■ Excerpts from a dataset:
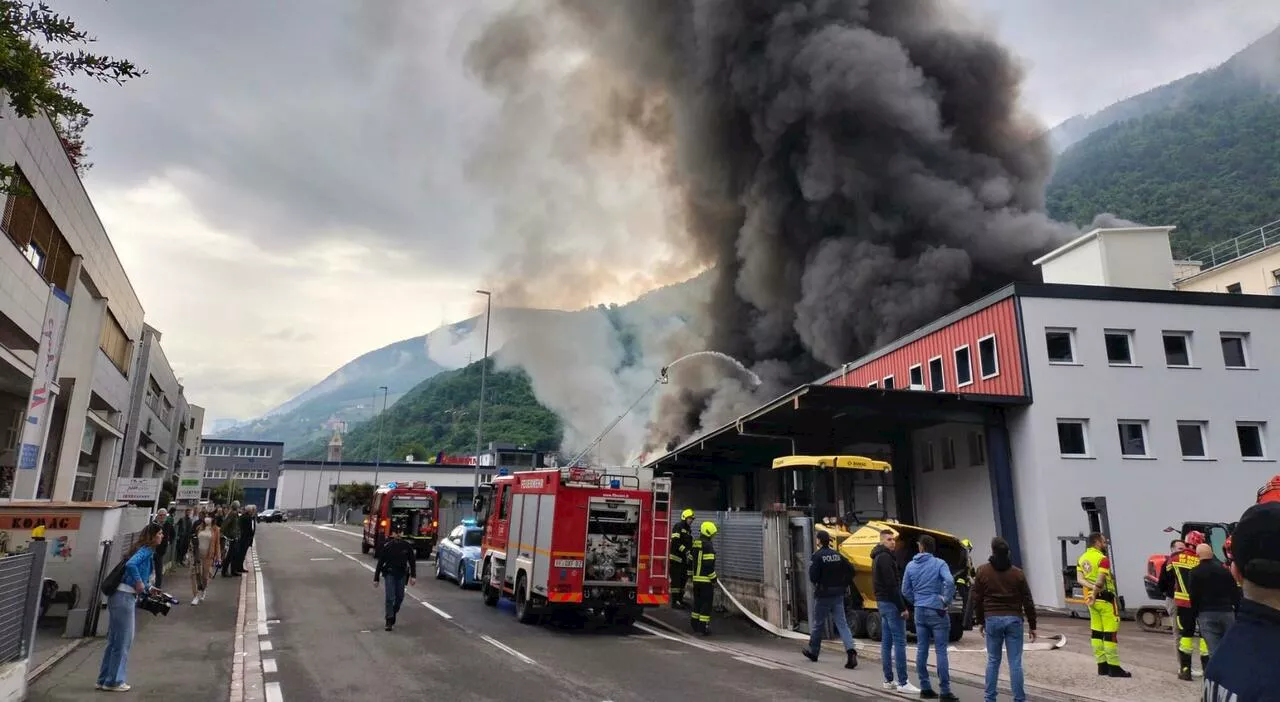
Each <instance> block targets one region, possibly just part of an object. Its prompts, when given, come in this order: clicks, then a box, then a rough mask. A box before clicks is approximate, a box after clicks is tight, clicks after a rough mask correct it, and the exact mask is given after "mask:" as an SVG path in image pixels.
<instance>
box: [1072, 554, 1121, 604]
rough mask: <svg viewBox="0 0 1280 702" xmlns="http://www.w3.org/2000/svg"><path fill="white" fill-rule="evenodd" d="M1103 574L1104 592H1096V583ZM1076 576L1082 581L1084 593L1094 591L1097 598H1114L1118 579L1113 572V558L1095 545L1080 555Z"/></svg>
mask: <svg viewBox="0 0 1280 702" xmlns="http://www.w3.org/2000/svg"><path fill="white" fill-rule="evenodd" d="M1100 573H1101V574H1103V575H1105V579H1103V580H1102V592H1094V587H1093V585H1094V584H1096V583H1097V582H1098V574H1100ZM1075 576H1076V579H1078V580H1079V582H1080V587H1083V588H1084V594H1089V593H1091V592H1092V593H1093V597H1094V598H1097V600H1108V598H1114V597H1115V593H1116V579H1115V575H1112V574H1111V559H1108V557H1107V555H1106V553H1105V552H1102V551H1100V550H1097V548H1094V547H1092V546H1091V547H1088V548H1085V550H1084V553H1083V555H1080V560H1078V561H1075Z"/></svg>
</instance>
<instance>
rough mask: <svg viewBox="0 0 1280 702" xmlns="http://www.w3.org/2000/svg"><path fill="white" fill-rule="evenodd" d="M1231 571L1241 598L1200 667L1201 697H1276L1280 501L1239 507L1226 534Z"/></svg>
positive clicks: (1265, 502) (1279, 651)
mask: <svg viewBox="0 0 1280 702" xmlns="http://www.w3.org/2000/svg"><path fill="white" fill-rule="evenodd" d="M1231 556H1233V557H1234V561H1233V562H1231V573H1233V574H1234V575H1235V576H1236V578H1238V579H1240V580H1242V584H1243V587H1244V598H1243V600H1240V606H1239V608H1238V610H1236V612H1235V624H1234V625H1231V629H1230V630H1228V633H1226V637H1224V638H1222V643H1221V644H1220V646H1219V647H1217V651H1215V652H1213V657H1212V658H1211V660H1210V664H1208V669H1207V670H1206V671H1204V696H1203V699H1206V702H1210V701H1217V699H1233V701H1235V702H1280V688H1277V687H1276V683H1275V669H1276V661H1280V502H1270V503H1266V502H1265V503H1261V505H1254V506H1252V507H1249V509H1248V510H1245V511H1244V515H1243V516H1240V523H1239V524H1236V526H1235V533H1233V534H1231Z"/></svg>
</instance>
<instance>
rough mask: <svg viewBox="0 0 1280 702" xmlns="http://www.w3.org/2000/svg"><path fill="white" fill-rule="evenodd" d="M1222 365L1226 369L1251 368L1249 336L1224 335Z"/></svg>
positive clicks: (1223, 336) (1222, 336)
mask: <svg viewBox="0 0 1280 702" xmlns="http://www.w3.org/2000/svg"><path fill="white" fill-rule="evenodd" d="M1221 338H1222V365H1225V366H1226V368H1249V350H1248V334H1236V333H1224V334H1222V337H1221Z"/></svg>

---

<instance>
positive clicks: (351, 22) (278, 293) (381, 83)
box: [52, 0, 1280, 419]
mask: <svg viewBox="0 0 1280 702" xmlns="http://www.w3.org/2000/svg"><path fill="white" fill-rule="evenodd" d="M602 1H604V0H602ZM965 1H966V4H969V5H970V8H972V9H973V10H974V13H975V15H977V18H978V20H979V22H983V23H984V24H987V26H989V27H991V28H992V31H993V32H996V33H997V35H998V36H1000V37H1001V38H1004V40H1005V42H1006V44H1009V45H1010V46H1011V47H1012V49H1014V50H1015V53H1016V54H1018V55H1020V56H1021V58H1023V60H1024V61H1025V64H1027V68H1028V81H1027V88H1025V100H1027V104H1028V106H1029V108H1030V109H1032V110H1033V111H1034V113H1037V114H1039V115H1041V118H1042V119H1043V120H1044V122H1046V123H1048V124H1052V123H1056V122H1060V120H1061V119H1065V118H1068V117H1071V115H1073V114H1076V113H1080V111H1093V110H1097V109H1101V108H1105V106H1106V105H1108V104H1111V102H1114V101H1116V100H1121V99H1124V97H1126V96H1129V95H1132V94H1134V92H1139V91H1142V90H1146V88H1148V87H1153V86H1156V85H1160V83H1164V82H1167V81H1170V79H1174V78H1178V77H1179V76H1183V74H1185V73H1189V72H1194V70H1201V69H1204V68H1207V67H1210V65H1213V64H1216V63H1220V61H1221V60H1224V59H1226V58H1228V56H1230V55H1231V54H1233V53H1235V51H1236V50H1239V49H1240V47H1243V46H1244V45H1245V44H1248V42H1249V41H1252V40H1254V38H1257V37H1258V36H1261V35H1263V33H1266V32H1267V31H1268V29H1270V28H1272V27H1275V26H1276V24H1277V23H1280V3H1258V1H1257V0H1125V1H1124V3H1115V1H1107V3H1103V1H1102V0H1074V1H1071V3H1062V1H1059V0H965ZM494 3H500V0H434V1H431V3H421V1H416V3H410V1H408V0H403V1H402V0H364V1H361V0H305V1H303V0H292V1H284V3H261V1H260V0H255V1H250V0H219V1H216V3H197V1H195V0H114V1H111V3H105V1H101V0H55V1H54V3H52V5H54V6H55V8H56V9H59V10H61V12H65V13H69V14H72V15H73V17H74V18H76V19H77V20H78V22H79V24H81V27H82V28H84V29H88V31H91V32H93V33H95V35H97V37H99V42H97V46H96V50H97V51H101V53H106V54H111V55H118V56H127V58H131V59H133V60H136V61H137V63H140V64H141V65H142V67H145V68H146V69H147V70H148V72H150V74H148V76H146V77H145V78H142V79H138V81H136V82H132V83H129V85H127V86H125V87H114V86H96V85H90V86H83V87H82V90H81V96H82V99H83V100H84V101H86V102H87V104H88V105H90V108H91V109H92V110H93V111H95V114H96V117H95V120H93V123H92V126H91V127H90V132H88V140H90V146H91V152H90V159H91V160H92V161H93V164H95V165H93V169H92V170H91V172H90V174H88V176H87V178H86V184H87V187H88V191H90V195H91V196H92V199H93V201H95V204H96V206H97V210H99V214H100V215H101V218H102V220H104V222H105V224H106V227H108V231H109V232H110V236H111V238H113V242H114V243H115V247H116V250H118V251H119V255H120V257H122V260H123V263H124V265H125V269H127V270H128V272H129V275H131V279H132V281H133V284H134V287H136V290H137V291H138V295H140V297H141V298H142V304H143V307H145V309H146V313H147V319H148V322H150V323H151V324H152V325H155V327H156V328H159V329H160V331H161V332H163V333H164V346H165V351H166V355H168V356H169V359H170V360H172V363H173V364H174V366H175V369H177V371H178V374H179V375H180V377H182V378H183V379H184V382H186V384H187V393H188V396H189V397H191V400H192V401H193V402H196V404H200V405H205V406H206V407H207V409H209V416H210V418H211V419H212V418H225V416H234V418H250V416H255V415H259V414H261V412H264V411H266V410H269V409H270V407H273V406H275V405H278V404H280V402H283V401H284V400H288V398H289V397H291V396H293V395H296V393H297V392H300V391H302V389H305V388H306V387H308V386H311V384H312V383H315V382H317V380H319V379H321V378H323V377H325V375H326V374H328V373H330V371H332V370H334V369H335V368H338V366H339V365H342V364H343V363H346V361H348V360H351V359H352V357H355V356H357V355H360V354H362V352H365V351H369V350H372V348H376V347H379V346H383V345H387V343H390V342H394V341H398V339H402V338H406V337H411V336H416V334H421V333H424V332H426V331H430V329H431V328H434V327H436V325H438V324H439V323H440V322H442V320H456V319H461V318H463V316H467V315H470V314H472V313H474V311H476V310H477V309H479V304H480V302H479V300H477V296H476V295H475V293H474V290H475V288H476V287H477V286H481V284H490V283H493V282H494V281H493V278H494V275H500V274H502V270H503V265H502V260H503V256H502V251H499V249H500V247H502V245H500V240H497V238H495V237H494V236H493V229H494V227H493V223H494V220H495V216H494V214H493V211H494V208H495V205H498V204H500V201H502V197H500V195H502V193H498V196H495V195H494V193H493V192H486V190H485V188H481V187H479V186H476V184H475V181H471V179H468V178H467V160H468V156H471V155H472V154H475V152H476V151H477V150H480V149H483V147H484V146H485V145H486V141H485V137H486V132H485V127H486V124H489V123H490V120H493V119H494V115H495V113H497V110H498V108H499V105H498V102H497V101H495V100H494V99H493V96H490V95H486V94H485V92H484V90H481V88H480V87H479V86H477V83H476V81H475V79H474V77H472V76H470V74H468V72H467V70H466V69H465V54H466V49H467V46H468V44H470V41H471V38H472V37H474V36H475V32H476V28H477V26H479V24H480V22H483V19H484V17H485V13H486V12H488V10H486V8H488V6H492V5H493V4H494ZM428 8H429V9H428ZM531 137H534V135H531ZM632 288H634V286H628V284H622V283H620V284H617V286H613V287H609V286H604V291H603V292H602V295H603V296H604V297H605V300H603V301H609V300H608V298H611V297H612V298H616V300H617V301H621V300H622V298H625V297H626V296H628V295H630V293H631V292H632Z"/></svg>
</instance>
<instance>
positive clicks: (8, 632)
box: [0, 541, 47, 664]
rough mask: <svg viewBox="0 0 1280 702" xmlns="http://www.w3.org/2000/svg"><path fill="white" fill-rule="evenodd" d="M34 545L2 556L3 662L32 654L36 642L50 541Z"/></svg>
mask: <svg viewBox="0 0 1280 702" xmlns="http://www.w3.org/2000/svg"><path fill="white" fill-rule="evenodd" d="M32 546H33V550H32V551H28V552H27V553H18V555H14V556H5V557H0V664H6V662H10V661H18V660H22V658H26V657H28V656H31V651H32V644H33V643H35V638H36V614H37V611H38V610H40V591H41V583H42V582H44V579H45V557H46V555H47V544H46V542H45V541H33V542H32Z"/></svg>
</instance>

■ Exercise: Gather every line of the material above that contains the string "positive". Case counts.

■ Answer box:
positive clicks: (1265, 502) (1279, 651)
positive clicks: (1223, 336) (1222, 336)
positive clicks: (351, 22) (278, 293) (381, 83)
positive clicks: (8, 632)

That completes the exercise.